Reproduce the Kustomer incident report below word for word, in full.

----- Article -----

Kustomer incident
[ROUTING] Chat and Voice conversations not routing [PROD 1 && PROD 2]
Kustomer experienced a minor incident on January 22, 2026 affecting Channel - Chat, lasting 46m. The incident has been resolved; the full update timeline is below.
Affected components
Update timeline
- investigating Jan 22, 2026, 06:44 PM UTC
Kustomer is aware of an event affecting Chat and Voice conversations that may cause the conversation to not be routed to an available agent. Our team is currently working to identify the cause of this issue in an effort to implement a resolution. Please expect additional updates within the next 30 minutes, please reach out to Kustomer Support via Email or Chat for any further questions or updates.
- monitoring Jan 22, 2026, 07:02 PM UTC
Kustomer has implemented an update to address an event affecting Chats and Voice calls in PROD 1 & 2 that caused conversations to not be routed to available agents. Our team is currently monitoring this update to ensure the issue is fully resolved. Please expect further updates within the next 30 minutes, and reach out to Kustomer support at Chat and Email if you have additional questions or concerns.

----- Data records -----

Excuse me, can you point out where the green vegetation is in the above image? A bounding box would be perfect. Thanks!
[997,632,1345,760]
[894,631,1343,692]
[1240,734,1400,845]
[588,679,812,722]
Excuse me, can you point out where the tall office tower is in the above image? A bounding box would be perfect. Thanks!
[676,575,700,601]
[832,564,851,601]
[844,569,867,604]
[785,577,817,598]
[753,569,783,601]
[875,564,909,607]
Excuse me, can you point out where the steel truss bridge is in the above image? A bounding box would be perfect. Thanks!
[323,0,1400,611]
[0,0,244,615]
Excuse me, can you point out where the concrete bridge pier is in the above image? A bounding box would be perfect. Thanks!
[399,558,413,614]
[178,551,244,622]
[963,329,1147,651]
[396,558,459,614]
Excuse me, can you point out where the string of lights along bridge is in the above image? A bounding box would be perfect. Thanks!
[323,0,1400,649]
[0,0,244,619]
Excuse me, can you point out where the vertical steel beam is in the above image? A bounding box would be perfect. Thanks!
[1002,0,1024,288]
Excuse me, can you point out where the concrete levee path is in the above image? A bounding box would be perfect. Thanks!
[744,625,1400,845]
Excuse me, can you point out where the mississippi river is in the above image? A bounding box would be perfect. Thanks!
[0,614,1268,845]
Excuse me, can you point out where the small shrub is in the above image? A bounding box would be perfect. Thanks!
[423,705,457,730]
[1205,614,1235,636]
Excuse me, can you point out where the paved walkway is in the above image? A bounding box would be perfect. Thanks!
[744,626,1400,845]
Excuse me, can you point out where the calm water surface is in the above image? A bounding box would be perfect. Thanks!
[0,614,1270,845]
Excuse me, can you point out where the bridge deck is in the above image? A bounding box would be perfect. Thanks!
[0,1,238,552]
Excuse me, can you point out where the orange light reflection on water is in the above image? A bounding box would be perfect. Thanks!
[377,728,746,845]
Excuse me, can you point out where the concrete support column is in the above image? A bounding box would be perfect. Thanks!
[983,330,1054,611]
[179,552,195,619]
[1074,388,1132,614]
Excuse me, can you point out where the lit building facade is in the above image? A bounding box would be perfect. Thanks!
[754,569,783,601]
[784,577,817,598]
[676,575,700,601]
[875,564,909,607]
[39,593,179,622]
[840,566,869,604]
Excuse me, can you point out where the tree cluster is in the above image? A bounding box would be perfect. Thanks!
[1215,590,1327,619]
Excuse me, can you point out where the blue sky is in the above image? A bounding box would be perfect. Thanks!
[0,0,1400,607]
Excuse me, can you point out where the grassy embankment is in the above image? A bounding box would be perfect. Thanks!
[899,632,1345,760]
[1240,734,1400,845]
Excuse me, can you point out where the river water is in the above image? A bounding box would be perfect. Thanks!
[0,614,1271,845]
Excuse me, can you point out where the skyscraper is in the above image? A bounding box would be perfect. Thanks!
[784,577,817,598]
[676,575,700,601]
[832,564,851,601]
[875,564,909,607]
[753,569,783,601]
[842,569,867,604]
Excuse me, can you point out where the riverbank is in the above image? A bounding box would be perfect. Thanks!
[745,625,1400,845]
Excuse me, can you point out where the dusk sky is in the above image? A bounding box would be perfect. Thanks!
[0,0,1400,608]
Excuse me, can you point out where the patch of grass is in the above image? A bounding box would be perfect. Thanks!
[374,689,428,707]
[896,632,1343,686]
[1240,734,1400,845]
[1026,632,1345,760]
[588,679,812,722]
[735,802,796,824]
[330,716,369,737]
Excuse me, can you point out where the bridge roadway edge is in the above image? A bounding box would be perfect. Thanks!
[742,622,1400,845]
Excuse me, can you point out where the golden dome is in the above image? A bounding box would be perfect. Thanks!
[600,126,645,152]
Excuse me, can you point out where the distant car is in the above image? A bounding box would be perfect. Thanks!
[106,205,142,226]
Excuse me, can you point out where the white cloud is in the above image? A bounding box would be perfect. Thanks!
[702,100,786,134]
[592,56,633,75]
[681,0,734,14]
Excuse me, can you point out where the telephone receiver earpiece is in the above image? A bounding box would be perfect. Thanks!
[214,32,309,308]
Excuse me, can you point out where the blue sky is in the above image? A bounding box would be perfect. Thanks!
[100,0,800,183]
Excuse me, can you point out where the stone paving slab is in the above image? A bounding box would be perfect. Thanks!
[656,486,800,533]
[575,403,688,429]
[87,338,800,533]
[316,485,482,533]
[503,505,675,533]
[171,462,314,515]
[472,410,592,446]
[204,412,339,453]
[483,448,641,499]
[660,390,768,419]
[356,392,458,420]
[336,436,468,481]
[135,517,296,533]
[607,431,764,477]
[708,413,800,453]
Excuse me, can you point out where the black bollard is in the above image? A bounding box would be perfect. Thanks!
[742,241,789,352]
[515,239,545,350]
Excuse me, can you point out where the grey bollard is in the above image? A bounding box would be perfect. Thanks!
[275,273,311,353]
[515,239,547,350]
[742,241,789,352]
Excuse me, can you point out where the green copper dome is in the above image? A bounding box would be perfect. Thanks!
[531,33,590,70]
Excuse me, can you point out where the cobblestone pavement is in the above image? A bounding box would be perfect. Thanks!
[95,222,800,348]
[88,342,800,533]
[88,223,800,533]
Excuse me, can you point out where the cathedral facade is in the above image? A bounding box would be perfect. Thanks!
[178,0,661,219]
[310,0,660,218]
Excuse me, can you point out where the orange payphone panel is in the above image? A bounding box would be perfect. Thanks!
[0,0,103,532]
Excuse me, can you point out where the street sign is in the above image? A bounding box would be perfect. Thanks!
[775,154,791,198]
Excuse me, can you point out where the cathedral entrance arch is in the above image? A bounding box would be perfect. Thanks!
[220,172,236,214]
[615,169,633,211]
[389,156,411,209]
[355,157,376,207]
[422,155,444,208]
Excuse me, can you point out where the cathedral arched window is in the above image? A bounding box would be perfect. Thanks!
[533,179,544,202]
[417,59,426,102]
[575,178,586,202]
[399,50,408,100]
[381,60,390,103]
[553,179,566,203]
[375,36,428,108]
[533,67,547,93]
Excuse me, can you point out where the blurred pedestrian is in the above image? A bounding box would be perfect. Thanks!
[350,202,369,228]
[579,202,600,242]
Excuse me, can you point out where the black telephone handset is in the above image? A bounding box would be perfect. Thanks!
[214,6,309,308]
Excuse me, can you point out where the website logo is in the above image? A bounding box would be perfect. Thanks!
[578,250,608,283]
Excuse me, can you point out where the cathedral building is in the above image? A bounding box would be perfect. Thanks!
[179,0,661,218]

-----

- **Final answer**
Kustomer incident
[ROUTING] Chat and Voice conversations not routing [PROD 1 && PROD 2]
Kustomer experienced a minor incident on January 22, 2026 affecting Channel - Chat, lasting 46m. The incident has been resolved; the full update timeline is below.
Affected components
Update timeline
- investigating Jan 22, 2026, 06:44 PM UTC
Kustomer is aware of an event affecting Chat and Voice conversations that may cause the conversation to not be routed to an available agent. Our team is currently working to identify the cause of this issue in an effort to implement a resolution. Please expect additional updates within the next 30 minutes, please reach out to Kustomer Support via Email or Chat for any further questions or updates.
- monitoring Jan 22, 2026, 07:02 PM UTC
Kustomer has implemented an update to address an event affecting Chats and Voice calls in PROD 1 & 2 that caused conversations to not be routed to available agents. Our team is currently monitoring this update to ensure the issue is fully resolved. Please expect further updates within the next 30 minutes, and reach out to Kustomer support at Chat and Email if you have additional questions or concerns.